- Task requirements
Find the line that contains "Would you be able to point at the suit trousers" and print it and every line after it, exactly, please.

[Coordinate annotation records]
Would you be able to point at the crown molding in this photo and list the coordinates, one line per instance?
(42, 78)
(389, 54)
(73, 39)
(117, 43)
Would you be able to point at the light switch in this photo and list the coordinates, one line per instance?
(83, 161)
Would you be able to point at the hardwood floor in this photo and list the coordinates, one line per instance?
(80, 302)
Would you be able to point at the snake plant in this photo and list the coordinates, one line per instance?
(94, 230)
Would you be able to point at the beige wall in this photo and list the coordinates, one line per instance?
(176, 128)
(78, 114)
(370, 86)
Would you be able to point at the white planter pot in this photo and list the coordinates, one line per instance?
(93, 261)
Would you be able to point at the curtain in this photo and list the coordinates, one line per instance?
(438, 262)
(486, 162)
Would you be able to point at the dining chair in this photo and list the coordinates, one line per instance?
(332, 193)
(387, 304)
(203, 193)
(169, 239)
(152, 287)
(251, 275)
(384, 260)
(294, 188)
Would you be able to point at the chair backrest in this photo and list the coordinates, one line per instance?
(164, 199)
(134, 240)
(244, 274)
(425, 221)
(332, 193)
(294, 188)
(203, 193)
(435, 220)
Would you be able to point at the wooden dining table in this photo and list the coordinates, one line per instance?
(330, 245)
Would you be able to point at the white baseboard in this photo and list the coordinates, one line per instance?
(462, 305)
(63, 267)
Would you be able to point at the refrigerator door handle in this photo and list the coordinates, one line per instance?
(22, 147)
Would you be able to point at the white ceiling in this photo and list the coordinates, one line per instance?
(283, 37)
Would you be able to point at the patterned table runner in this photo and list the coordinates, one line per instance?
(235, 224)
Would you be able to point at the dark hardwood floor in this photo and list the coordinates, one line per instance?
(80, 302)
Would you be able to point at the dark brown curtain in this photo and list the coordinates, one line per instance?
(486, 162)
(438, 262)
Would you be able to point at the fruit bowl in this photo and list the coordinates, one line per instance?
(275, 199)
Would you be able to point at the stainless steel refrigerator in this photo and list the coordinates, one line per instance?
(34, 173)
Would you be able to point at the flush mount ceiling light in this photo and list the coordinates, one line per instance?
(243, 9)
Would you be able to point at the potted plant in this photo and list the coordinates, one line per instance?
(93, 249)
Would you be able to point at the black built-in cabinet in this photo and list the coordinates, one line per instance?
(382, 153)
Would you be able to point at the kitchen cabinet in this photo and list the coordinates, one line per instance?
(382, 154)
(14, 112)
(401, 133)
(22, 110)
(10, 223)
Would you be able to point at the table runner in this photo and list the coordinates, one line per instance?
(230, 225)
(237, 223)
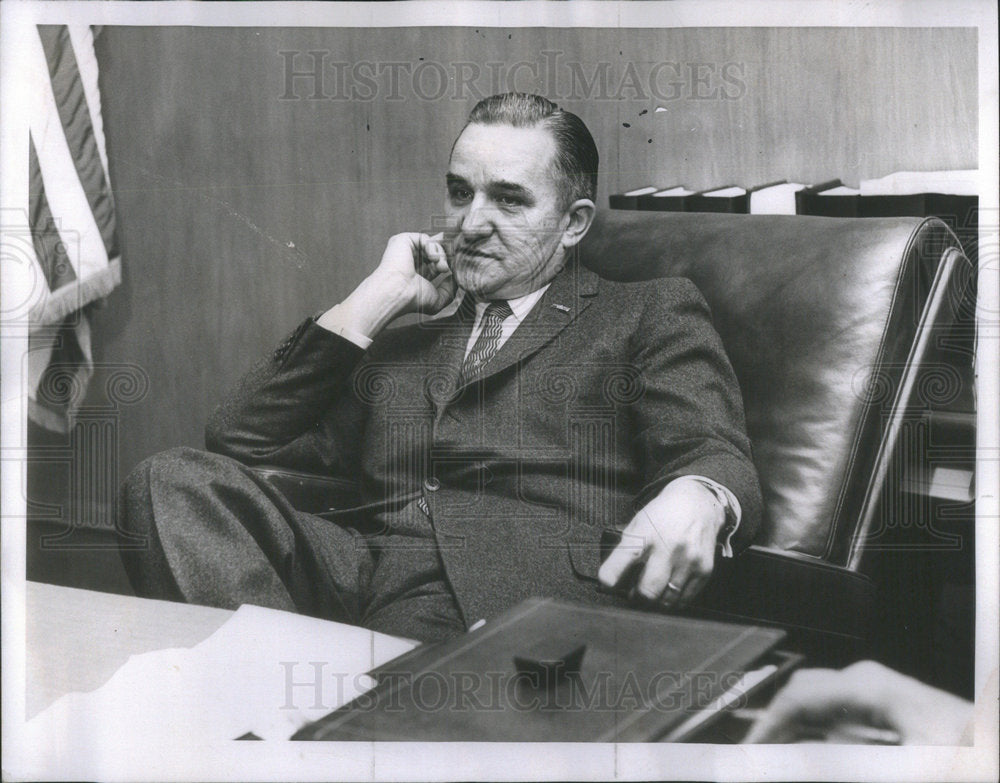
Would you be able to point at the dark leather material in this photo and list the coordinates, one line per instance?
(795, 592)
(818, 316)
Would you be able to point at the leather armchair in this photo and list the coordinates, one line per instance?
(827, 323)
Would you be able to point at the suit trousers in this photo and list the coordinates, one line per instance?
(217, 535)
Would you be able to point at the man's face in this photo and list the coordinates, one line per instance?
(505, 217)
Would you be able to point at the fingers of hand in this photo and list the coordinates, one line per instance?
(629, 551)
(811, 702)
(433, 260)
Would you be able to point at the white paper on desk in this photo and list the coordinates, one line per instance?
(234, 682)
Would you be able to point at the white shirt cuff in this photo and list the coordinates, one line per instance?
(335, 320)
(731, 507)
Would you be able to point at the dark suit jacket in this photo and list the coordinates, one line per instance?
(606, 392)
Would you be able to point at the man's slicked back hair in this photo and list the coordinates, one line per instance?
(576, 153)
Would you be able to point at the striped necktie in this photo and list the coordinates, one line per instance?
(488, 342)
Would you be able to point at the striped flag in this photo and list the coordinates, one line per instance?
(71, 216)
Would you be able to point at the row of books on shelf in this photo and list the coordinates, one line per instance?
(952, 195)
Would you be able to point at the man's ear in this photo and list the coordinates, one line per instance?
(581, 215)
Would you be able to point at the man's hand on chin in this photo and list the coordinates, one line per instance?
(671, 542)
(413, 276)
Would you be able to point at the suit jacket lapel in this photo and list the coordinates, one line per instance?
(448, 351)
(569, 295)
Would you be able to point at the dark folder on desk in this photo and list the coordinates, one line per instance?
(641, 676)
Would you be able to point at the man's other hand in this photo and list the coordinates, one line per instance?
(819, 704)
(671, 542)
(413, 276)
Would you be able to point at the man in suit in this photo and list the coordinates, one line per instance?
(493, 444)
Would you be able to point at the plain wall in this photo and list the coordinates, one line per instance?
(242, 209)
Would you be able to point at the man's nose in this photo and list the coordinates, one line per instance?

- Final answer
Would you be able to point at the suit trousers in this photo and list the coordinates, one line per instance?
(217, 535)
Would you be able to point at the man's face in this photo and list the coordinates, one line per instance?
(505, 217)
Would you be able to point at the fingers of hand in this photo and list the coordinates, one line per instance?
(629, 551)
(811, 702)
(433, 260)
Would you be able to point at the white paper on desk in this photo and list the coordinates, one line per instance?
(234, 682)
Would you be able to point at the white shirt cuff in this photo and list the coordinates, one line per instance?
(335, 320)
(731, 507)
Would you be able to point at the dark suit jacket in this photo and list the coordinates, one line per instance?
(606, 392)
Would you be able to point at the man's slicked back hair in this photo and list the coordinates, one line per instance?
(576, 153)
Would you be able to point at the striped necktie in this photo and list the coordinates, one line per instance?
(488, 342)
Would you be able to point at the striped flag in this photo and list the coordinates, one line per instance?
(71, 216)
Would you be able to point at the row of books on shelf in this photo and list the coordinates, one line per instance?
(952, 195)
Would you be able to point at the man's ear in this photo and list the coordinates, one line per instance?
(581, 215)
Would you be able to point at the man's hand on chin in this photo and list the coordinates, one line per instance?
(671, 542)
(413, 276)
Would you be able to point at the suit jacket lapel in this photo and list the coordinates, one line per instance?
(448, 351)
(569, 295)
Would you be able to point at the dark folder on desk in this photo and list the coordinates, one line per instance?
(641, 676)
Would you be able to point at the man's other hand in this photo and list the coordinates, one line per instance?
(819, 704)
(671, 542)
(413, 276)
Would you be able to point at the man in suit in this photo and list the coordinates, one line per instance?
(493, 444)
Would you be able to point at the plain wall in this photo and list the coordinates, one line per instance?
(242, 209)
Would you be able to point at the man's nose in this photo and list the coordinates, one line per instance?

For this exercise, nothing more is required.